Hong Kong man has new outlook after groundbreaking liver transplant
This summer, Wong Wan-shing's vigorous training routine paid off when he secured victory in a big bodybuilding contest. By September he was at death's door with hepatitis B.

This summer, Wong Wan-shing's vigorous training routine paid off when he secured victory in a big bodybuilding contest. By September he was at death's door with hepatitis B. In October, he underwent a groundbreaking liver transplant that represented not one but two world firsts.
Now, as the proud owner of a liver more than twice his age, it's little wonder the 37-year-old is enjoying a new lease of life and has a fresh perspective on its meaning. It dawned on him that nothing could be taken for granted.
"I used to find 24 hours a day not enough for me. Now it takes ages to complete a day," says Wong, with a laugh. A hectic lifestyle and an unbalanced diet may have been partly to blame for his brush with death, doctors say.
Wong has had the hepatitis B virus since birth after contracting it from his mother, but had never been ill until his acute liver failure in mid-September. In a critical condition, he was desperate for a donor and his opportunity arrived when a 60-year-old man died of a stroke on October 1.
But there were challenges. The donor himself was a hepatitis B patient and would therefore not normally be considered suitable. What's more, the liver Wong was to receive had itself been transplanted 11 years earlier. While double transplants are not unknown, no organ had ever before been transplanted after so long in another patient.

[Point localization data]
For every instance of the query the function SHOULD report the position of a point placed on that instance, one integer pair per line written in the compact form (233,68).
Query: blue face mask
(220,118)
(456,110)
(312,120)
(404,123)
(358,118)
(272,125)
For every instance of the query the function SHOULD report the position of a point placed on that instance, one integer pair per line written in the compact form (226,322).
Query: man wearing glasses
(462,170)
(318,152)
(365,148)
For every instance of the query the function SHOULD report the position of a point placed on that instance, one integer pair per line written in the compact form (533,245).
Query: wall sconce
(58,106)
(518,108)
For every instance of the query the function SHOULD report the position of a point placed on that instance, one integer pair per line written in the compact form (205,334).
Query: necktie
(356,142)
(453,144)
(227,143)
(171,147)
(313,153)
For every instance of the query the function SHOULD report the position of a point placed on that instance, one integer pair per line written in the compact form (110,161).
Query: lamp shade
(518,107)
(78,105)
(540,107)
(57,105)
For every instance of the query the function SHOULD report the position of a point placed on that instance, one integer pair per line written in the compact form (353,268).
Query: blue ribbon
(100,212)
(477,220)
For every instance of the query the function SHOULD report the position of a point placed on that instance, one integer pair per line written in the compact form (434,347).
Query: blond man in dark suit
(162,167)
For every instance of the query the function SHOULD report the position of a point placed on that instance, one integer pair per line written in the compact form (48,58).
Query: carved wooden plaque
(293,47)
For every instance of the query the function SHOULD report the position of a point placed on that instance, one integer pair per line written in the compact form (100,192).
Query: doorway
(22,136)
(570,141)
* * *
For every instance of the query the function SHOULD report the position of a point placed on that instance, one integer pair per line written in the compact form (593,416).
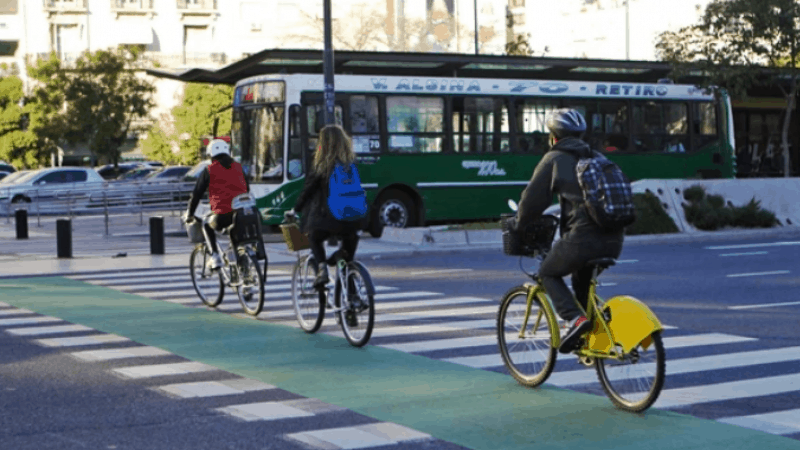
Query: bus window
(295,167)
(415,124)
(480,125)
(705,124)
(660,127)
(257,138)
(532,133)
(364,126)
==
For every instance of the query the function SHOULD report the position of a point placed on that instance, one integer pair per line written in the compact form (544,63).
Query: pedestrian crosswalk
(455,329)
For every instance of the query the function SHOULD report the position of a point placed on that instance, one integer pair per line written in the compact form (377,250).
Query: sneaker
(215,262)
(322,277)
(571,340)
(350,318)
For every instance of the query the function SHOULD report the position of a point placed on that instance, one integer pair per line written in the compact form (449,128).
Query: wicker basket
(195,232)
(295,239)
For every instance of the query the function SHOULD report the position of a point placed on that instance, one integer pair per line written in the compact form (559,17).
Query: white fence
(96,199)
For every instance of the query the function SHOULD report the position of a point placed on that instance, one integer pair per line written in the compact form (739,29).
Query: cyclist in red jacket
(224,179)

● **BRIEF 1**
In the liver transplant article, how many years earlier had the liver that Wong received been transplanted into the donor?
● **BRIEF 2**
Please repeat the liver transplant article word for word, from "Now, as the" up to and including "death, doctors say.".
These records have nothing to do with the liver transplant article.

● **EXPECTED OUTPUT 1**
11 years earlier.

● **EXPECTED OUTPUT 2**
Now, as the proud owner of a liver more than twice his age, it's little wonder the 37-year-old is enjoying a new lease of life and has a fresh perspective on its meaning. It dawned on him that nothing could be taken for granted.
"I used to find 24 hours a day not enough for me. Now it takes ages to complete a day," says Wong, with a laugh. A hectic lifestyle and an unbalanced diet may have been partly to blame for his brush with death, doctors say.